Task set
**A.** Answer the following questions using the passage on Facebook and Indian election advertising.
(i) How many elections did the investigation cover, and over what period?
(ii) What average price did the Congress pay to show an advertisement one million times?
(iii) Which company responded to the report on Facebook's behalf?
**B.** In the passage on Facebook and Indian election advertising, rewrite the paragraph beginning "Facebook was also accused" as a brief bulleted list that retains its main facts.
**C.** From the passage on Facebook and Indian election advertising, quote the portion starting at "The damning media" and ending at "to the report.".
#### Passage to read
The damning media report was released on Wednesday after an investigation covering 10 elections held in India between February 2019 and November 2020.

It claimed that the platform allowed a large number of ghost and surrogate advertisers to fund Narendra Modi-led BJP’s election campaigns and boosted its visibility on the platform while blocking all ads that promoted opposition parties.

Facebook was also accused of providing advertisements to BJP at cheaper rates. The average price charged by Facebook to the BJP and its candidates to show an advertisement one million times was INR 41,844 (£419.95). The opposition Congress, however, paid INR 53,776 (£539.72), almost 29 per cent more, for the same number of views, according to the report.

Not responding to specific allegations, Facebook’s parent company Meta said: “We apply our policies uniformly without regard to anyone’s political positions or party affiliations.”

Ms Gandhi said the reports showed a “growing nexus between big corporations, the ruling establishment and global social media giants like Facebook”.

“The blatant manner in which social harmony is being disturbed by Facebook, with the connivance of the ruling establishment, is dangerous for our democracy,” she added.

She accused Facebook of “profiting” by filling “young and old minds alike” with hate through “emotionally charged disinformation and proxy advertising”.
########
#### Recorded information
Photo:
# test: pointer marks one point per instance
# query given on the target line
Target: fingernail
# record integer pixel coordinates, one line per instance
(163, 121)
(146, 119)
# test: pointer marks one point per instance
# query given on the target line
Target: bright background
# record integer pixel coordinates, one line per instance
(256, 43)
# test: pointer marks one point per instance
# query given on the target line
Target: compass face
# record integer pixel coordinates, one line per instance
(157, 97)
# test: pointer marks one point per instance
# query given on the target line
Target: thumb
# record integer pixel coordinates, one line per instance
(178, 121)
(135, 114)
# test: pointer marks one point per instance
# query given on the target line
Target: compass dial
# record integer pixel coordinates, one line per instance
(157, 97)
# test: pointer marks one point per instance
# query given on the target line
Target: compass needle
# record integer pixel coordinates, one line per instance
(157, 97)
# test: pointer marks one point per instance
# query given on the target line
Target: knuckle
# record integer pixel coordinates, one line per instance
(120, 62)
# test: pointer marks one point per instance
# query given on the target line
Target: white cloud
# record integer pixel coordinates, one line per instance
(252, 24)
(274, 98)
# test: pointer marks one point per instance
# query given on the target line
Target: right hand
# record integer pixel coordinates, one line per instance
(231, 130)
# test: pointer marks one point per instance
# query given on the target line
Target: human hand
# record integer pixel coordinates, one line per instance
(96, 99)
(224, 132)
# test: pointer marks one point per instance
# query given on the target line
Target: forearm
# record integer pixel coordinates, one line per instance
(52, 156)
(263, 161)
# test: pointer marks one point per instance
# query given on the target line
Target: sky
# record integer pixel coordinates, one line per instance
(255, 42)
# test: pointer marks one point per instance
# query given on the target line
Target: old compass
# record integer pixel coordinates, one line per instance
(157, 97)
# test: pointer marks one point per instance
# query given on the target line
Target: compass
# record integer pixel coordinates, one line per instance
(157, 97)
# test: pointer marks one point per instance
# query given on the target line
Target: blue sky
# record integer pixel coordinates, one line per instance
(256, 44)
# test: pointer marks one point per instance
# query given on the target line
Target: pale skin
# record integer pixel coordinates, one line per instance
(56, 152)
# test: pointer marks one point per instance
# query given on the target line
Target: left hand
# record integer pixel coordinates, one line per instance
########
Responses to the tasks
**A.**
(i) Ten elections, held between February 2019 and November 2020.
(ii) INR 53,776 (£539.72).
(iii) Meta, Facebook's parent company.

**B.**
- Facebook was accused of offering the BJP cheaper advertising rates.
- The BJP and its candidates paid an average of INR 41,844 (£419.95) per one million advertisement views.
- The opposition Congress paid INR 53,776 (£539.72) for the same number of views, almost 29 per cent more.

**C.**
The damning media report was released on Wednesday after an investigation covering 10 elections held in India between February 2019 and November 2020.

It claimed that the platform allowed a large number of ghost and surrogate advertisers to fund Narendra Modi-led BJP’s election campaigns and boosted its visibility on the platform while blocking all ads that promoted opposition parties.

Facebook was also accused of providing advertisements to BJP at cheaper rates. The average price charged by Facebook to the BJP and its candidates to show an advertisement one million times was INR 41,844 (£419.95). The opposition Congress, however, paid INR 53,776 (£539.72), almost 29 per cent more, for the same number of views, according to the report.